++++ Records for the exercise

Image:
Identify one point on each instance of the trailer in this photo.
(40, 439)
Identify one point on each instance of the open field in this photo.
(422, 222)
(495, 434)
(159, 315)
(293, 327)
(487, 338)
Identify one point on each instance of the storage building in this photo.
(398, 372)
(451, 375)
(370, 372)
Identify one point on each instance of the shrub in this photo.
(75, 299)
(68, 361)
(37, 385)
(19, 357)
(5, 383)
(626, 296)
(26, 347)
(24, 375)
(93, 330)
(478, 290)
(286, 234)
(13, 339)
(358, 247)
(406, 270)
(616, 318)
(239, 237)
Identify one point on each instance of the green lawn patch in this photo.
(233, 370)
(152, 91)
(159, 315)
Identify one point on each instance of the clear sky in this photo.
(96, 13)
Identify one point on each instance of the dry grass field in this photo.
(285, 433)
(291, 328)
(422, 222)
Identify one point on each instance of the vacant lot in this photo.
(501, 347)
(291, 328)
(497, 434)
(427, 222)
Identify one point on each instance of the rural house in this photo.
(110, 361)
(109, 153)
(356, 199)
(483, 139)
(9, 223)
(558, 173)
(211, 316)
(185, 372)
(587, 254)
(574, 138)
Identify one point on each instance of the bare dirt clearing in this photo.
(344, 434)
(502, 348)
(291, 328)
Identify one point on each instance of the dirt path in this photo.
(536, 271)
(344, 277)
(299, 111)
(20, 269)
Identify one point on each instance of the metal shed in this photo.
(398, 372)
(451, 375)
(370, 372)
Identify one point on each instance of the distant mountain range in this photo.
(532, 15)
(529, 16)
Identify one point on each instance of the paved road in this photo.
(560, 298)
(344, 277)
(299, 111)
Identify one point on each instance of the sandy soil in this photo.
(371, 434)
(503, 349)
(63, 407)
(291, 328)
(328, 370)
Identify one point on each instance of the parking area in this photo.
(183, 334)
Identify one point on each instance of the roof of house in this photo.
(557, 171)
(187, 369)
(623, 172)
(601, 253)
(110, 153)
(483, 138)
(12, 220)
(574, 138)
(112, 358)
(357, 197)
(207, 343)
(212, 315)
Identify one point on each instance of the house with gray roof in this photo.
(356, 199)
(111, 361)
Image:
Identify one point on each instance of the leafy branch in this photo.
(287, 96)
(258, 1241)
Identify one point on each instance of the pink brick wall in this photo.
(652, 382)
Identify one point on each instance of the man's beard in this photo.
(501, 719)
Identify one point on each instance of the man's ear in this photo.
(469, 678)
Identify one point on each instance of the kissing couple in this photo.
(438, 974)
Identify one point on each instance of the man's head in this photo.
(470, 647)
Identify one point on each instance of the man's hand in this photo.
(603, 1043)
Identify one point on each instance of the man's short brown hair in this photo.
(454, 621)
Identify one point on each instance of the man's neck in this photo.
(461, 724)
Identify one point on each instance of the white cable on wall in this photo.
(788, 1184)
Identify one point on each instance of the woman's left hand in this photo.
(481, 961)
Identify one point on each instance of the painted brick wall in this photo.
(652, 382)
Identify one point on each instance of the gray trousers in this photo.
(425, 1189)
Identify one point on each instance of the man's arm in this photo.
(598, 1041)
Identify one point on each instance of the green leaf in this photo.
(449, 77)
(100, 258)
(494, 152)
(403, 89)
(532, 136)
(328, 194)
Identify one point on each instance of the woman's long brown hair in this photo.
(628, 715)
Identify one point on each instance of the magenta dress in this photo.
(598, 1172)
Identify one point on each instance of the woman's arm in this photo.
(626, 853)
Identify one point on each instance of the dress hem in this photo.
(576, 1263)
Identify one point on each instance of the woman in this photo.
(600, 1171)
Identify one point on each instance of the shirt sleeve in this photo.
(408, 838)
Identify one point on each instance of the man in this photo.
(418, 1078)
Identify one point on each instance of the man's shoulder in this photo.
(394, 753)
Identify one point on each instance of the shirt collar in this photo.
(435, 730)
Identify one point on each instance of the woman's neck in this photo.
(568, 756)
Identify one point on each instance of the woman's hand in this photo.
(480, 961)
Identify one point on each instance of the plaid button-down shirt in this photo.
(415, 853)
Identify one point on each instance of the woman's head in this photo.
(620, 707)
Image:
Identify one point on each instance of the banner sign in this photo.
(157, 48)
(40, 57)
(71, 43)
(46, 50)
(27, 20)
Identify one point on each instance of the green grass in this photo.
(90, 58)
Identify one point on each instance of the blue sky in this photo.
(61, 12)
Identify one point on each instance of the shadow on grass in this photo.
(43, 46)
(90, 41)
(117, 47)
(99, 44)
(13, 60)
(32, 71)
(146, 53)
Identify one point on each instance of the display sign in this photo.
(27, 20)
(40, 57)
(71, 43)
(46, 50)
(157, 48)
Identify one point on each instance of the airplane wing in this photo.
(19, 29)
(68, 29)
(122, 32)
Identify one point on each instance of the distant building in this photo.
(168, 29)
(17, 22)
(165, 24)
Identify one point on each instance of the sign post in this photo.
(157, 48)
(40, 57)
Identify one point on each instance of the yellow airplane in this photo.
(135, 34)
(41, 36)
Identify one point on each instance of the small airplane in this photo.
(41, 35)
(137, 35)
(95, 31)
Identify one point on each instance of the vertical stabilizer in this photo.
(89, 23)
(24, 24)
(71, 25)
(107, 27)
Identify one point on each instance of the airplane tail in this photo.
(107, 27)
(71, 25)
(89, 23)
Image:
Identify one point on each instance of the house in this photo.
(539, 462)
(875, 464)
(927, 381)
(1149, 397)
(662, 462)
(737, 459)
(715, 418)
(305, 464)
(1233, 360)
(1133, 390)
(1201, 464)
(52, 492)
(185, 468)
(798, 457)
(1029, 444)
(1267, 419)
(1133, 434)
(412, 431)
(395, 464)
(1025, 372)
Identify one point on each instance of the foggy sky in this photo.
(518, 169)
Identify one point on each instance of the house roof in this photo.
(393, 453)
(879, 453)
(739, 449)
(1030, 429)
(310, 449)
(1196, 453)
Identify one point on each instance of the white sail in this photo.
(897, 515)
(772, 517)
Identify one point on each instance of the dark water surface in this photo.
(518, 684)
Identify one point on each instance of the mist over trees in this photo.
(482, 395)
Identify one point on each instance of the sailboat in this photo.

++++++++

The problem:
Repeat the data above exactly.

Output for this task:
Image:
Identify one point on each instance of the trailer in this photo.
(40, 439)
Identify one point on each instance of the open field in this photo.
(422, 222)
(495, 434)
(159, 315)
(293, 327)
(487, 338)
Identify one point on each instance of the storage building in this photo.
(398, 372)
(451, 375)
(370, 372)
Identify one point on each instance of the shrub in this photo.
(75, 299)
(68, 361)
(37, 385)
(19, 357)
(5, 383)
(626, 296)
(26, 347)
(24, 375)
(93, 330)
(478, 290)
(286, 234)
(13, 339)
(358, 247)
(406, 270)
(616, 318)
(239, 237)
Identify one point on each instance of the green lawn patch in this photo.
(233, 370)
(152, 91)
(159, 315)
Identify one point on each instance of the clear sky in this photo.
(96, 13)
Identify one point on each instance of the dry grass field in this photo.
(285, 433)
(291, 328)
(422, 222)
Identify one point on each instance of the vacant lot in this photo.
(501, 347)
(291, 328)
(497, 434)
(427, 222)
Identify one point on each instance of the rural house in this photo.
(110, 361)
(109, 153)
(356, 199)
(483, 139)
(9, 223)
(558, 173)
(211, 316)
(185, 372)
(587, 254)
(574, 138)
Identify one point on each instance of the bare dirt clearing in this photo.
(344, 434)
(502, 348)
(291, 328)
Identify one point on each instance of the dirt path in this photo.
(536, 271)
(344, 277)
(299, 111)
(20, 269)
Identify one point on each instance of the metal shed in this photo.
(398, 372)
(451, 375)
(370, 372)
Identify one point on each instance of the distant mountain range in this photo.
(532, 15)
(529, 16)
Identify one point on each instance of the paved road in this photo.
(560, 298)
(344, 277)
(299, 111)
Identify one point on each instance of the sandy soil in this photo.
(371, 434)
(503, 349)
(63, 407)
(291, 328)
(328, 370)
Identify one point on each instance of the parking area in this photo.
(183, 334)
Identify one point on each instance of the roof of house in this photo.
(557, 171)
(187, 369)
(623, 172)
(601, 253)
(110, 153)
(483, 138)
(12, 220)
(574, 138)
(112, 358)
(357, 197)
(207, 343)
(212, 315)
Identify one point on each instance of the house with gray roof in this photo.
(356, 199)
(111, 361)
Image:
Identify one point on each instance of the leafy branch in this photo.
(287, 96)
(258, 1241)
Identify one point on each instance of the pink brick wall in this photo.
(652, 382)
Identify one point on each instance of the man's beard in this photo.
(501, 719)
Identify one point on each instance of the man's ear in this photo.
(469, 678)
Identify one point on each instance of the kissing couple in this photo.
(438, 974)
Identify one point on each instance of the man's head in this photo.
(470, 647)
Identify one point on each instance of the man's hand in this photo.
(603, 1043)
Identify one point on each instance of the man's short brown hair in this photo.
(454, 621)
Identify one point on each instance of the man's neck in this photo.
(461, 724)
Identify one point on each instance of the white cable on wall in this photo.
(788, 1184)
Identify one point on each instance of the woman's left hand in this photo.
(481, 961)
Identify one point on each instance of the painted brick wall in this photo.
(652, 382)
Identify one point on each instance of the gray trousers in this photo.
(425, 1189)
Identify one point on each instance of the man's arm in this photo.
(598, 1041)
Identify one point on each instance of the green leaf in this photo.
(449, 77)
(100, 258)
(494, 152)
(403, 89)
(532, 136)
(328, 194)
Identify one point on each instance of the woman's long brown hair in this photo.
(628, 715)
Identify one point on each instance of the magenta dress in this photo.
(598, 1172)
Identify one point on each instance of the woman's arm in this photo.
(626, 853)
Identify one point on each instance of the dress hem in this photo.
(576, 1263)
Identify one point on each instance of the woman in this photo.
(600, 1171)
Identify one point on each instance of the shirt sleeve in this photo.
(408, 838)
Identify one point on each instance of the man in this photo.
(418, 1078)
Identify one point on each instance of the man's shoulder in this photo.
(394, 753)
Identify one point on each instance of the shirt collar in this photo.
(435, 730)
Identify one point on each instance of the woman's neck in this photo.
(568, 756)
Identify one point on each instance of the woman's hand in this photo.
(480, 961)
Identify one point on each instance of the plaid button-down shirt in this photo.
(415, 853)
Identify one point on each instance of the woman's head in this photo.
(620, 707)
Image:
Identify one point on each instance of the banner sign in this photo.
(157, 48)
(40, 57)
(71, 43)
(46, 50)
(27, 20)
Identify one point on each instance of the green grass in this photo.
(90, 58)
Identify one point on each instance of the blue sky in this photo.
(61, 12)
Identify one point on each instance of the shadow on grass in this photo.
(43, 46)
(90, 41)
(117, 47)
(99, 44)
(13, 60)
(32, 71)
(146, 53)
Identify one point on each instance of the display sign in this photo.
(27, 20)
(40, 57)
(71, 43)
(46, 50)
(157, 48)
Identify one point on each instance of the airplane wing in this photo.
(19, 29)
(68, 29)
(122, 32)
Identify one point on each instance of the distant building in this photo.
(168, 29)
(17, 22)
(165, 24)
Identify one point on each instance of the sign post in this photo.
(157, 48)
(40, 57)
Identify one point on each instance of the yellow airplane in this photo.
(135, 34)
(41, 36)
Identify one point on each instance of the small airplane in this photo.
(41, 35)
(137, 35)
(95, 31)
Identify one point on each instance of the vertical stabilizer in this photo.
(89, 23)
(24, 24)
(71, 25)
(107, 27)
Identify one point on each instance of the airplane tail in this photo.
(107, 27)
(71, 25)
(89, 23)
Image:
Identify one point on each instance of the house in this photo.
(539, 462)
(875, 464)
(927, 381)
(1149, 397)
(662, 462)
(737, 459)
(715, 418)
(305, 464)
(1233, 360)
(1133, 390)
(1201, 464)
(52, 492)
(185, 468)
(798, 457)
(1029, 444)
(1267, 419)
(1133, 434)
(412, 431)
(395, 464)
(1025, 372)
Identify one point on each instance of the foggy sky in this photo.
(518, 169)
Identify one point on each instance of the house roof in this photo.
(393, 453)
(879, 453)
(739, 449)
(1030, 429)
(310, 449)
(1196, 453)
Identify one point on each instance of the white sail in this photo.
(897, 515)
(772, 517)
Identify one point on each instance of the dark water surface in this photo.
(518, 684)
Identify one point on each instance of the mist over trees in this photo.
(482, 395)
Identify one point on each instance of the sailboat in this photo.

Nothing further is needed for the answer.